:: Exercise directions ::
Return each line of the records below that contains the string "chair", copied whole. Case counts when matching.

:: Extracted entries ::
↓↓↓

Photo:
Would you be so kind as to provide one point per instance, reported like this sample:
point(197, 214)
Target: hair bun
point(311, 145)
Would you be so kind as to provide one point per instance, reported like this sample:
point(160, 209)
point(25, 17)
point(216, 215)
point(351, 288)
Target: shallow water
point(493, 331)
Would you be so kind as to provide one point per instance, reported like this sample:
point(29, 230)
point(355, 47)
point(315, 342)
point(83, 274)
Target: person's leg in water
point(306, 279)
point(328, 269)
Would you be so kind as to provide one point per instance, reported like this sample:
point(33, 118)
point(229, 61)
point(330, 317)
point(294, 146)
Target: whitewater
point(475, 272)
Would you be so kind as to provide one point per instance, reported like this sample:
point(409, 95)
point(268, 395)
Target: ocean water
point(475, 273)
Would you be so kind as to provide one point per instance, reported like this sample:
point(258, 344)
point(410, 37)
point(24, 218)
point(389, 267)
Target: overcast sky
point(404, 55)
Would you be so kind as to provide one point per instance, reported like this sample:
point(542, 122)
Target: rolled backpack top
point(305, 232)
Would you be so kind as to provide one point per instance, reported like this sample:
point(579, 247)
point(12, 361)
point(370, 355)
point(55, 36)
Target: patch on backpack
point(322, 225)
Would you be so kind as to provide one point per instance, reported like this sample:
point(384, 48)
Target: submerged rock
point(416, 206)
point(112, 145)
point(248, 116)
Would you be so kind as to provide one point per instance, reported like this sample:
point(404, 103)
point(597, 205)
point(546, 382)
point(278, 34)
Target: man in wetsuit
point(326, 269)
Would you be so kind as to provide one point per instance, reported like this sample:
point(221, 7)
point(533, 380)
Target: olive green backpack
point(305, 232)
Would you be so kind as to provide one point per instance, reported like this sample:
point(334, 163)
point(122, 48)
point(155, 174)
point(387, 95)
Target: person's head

↑↑↑
↓↓↓

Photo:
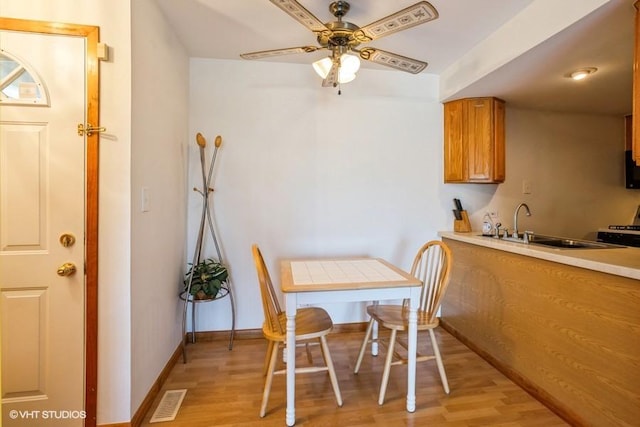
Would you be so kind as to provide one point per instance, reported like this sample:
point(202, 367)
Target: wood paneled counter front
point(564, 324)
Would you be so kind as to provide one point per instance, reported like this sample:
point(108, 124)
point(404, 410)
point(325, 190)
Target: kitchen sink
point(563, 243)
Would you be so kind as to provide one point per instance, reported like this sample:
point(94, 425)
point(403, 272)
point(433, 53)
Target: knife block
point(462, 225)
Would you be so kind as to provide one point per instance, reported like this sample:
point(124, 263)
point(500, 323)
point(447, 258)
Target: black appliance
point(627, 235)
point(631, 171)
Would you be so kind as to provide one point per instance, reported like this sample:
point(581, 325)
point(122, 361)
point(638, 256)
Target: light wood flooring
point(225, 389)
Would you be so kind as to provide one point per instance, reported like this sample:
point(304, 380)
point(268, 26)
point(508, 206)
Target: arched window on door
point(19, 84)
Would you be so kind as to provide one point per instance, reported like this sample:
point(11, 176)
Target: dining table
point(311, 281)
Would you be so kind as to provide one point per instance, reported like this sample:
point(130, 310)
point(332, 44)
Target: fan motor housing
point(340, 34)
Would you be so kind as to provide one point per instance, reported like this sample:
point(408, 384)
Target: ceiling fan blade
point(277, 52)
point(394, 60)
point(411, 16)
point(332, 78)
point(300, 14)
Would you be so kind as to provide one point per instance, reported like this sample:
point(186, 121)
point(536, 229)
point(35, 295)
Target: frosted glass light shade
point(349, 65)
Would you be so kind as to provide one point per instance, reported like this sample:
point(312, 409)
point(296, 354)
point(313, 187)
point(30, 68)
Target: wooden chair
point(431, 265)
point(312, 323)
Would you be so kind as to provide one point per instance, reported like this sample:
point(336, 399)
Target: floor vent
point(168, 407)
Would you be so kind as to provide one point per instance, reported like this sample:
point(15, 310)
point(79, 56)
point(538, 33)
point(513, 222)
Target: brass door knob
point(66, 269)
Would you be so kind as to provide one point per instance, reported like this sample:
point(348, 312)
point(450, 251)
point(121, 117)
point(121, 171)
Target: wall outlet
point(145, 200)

↑↑↑
↓↓↓

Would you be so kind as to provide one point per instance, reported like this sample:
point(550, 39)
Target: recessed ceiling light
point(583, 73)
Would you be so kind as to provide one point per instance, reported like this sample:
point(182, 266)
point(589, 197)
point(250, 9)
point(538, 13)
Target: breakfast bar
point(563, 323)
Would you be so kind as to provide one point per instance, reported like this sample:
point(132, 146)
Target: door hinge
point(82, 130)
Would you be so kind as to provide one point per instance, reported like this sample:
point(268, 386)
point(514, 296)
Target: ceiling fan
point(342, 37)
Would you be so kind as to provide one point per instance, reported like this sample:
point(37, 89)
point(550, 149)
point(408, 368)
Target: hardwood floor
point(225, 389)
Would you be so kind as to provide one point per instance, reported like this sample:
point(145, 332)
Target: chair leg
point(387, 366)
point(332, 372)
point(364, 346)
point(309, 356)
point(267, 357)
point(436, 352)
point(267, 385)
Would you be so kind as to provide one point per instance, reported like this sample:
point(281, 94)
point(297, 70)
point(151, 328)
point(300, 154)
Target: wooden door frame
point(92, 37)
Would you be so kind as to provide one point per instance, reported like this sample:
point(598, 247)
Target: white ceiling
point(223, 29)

↑↑↑

:: Correct response ::
Target: wooden chair
Target: chair leg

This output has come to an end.